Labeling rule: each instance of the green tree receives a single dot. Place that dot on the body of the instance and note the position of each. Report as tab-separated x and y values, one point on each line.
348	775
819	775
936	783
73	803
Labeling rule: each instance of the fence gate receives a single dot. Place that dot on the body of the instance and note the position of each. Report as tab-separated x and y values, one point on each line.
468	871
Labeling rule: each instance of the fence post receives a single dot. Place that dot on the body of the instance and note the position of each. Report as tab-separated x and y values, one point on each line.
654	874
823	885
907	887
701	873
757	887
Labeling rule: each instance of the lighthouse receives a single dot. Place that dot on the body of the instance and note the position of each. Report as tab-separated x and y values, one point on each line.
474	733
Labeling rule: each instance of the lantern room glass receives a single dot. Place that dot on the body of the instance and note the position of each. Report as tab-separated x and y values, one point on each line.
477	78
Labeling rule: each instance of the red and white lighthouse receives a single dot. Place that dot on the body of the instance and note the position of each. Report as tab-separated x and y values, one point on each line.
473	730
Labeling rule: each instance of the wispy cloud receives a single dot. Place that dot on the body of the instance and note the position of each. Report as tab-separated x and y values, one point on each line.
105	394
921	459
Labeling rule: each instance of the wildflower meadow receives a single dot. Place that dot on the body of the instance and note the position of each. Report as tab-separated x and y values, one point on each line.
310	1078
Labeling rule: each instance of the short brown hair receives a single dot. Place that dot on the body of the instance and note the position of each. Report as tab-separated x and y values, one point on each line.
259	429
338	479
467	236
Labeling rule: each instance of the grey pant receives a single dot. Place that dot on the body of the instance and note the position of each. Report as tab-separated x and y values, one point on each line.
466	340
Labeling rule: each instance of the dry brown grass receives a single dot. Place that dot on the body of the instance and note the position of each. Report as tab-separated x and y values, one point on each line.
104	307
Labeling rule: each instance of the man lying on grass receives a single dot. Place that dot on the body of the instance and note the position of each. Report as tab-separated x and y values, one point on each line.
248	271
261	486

========================================================================

**EXERCISE BRIEF**
Using the listing above, retype each line exactly.

**ANSWER TO THIS EXERCISE**
Labeling rule: each instance of the green tree receives a single dot. Place that dot on the body of the instance and note the position of each. Report as tab-separated x and y values, one point on each line.
348	775
819	775
936	783
73	803
Labeling rule: each instance of the fence gate receives a single dot. Place that dot on the body of the instance and note the position of each. Report as tab-separated x and y values, one point on each line.
468	871
Labeling rule: each instance of the fence post receives a single dot. Place that dot on the body of the instance and note the position of each. Report as tab-separated x and y values, one point on each line.
654	874
823	885
907	887
701	873
757	887
Labeling rule: each instance of the lighthouse receives a single dot. Place that dot on the body of the instance and note the position of each. Report as tab-separated x and y values, one point on each line.
474	733
Labeling rule: each instance of the lantern room glass receives a single dot. Place that dot on the body of the instance and note the position of each. Report as tab-separated x and y values, one point on each line.
477	78
Labeling rule: each instance of the red and white lighthouse receives a single dot. Place that dot on the body of the instance and note the position of each. Report as tab-separated x and y values, one point on each line.
473	730
Labeling rule: each instance of the wispy cloud receives a single dot. Place that dot on the body of the instance and note the position of each. Report as tab-separated x and y values, one point on each line.
105	394
921	459
Labeling rule: each instance of the wildflower meadow receives a single dot. Place that dot on the body of the instance and note the position of each. Report as tab-separated x and y values, one point on each line.
310	1078
Labeling rule: each instance of the short brown hair receives a single dot. Place that dot on the body of the instance and note the position of each. Report as tab-separated x and y values, one point on each line.
259	429
338	479
467	236
Labeling rule: each instance of the grey pant receives a single dot. Place that dot on the body of the instance and note the position of each. Report as tab-separated x and y values, one point on each line.
466	340
Labeling rule: each instance of the dry brown grass receives a single dot. Place that dot on the body of the instance and note the position of each. Report as tab-separated x and y values, one point on each line.
104	307
Labeling rule: each instance of the man lying on grass receives a single dot. Place that dot on the body of the instance and note the position of each. Report as tab-separated x and y values, one point on each line.
248	271
261	486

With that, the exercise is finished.